- _WHAT TO PRODUCE_: Copy the data exactly as it appears, and do not include any pictures.

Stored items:

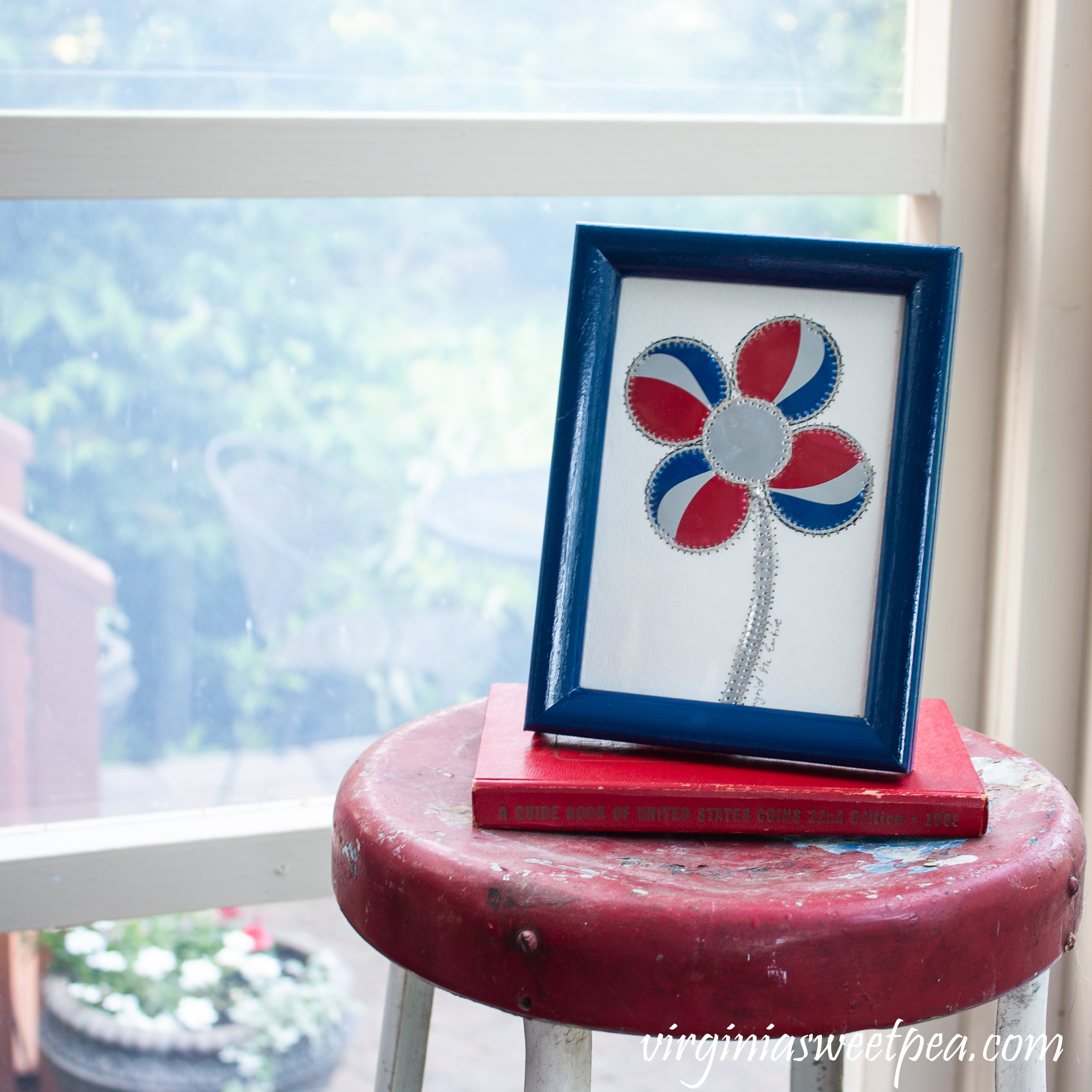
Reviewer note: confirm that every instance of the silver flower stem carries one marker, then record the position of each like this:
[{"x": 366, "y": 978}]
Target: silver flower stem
[{"x": 758, "y": 617}]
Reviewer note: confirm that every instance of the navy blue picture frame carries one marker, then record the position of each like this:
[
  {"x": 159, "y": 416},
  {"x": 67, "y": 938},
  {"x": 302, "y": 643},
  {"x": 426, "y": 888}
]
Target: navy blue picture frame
[{"x": 882, "y": 738}]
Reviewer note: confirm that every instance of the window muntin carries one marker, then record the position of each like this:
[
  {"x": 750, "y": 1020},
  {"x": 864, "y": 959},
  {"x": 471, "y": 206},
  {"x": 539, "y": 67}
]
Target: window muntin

- _SOLUTION FOR THIS TASK_:
Reviewer note: confirm that every instance of the silver flower stem carries one marker, then record the position of each like this:
[{"x": 366, "y": 978}]
Target: silver flower stem
[{"x": 758, "y": 617}]
Reviewer note: confirm that every instance of the navy blue picture frame carries one marker, then record the position of each like this:
[
  {"x": 159, "y": 416},
  {"x": 67, "y": 938},
  {"x": 302, "y": 643},
  {"x": 426, "y": 888}
]
Target: navy blue picture frame
[{"x": 882, "y": 738}]
Reviewer note: confirm that every instance of the window muntin carries one marker, then record the position of each like this:
[
  {"x": 750, "y": 1020},
  {"x": 864, "y": 959},
  {"x": 471, "y": 206},
  {"x": 539, "y": 67}
]
Target: window muntin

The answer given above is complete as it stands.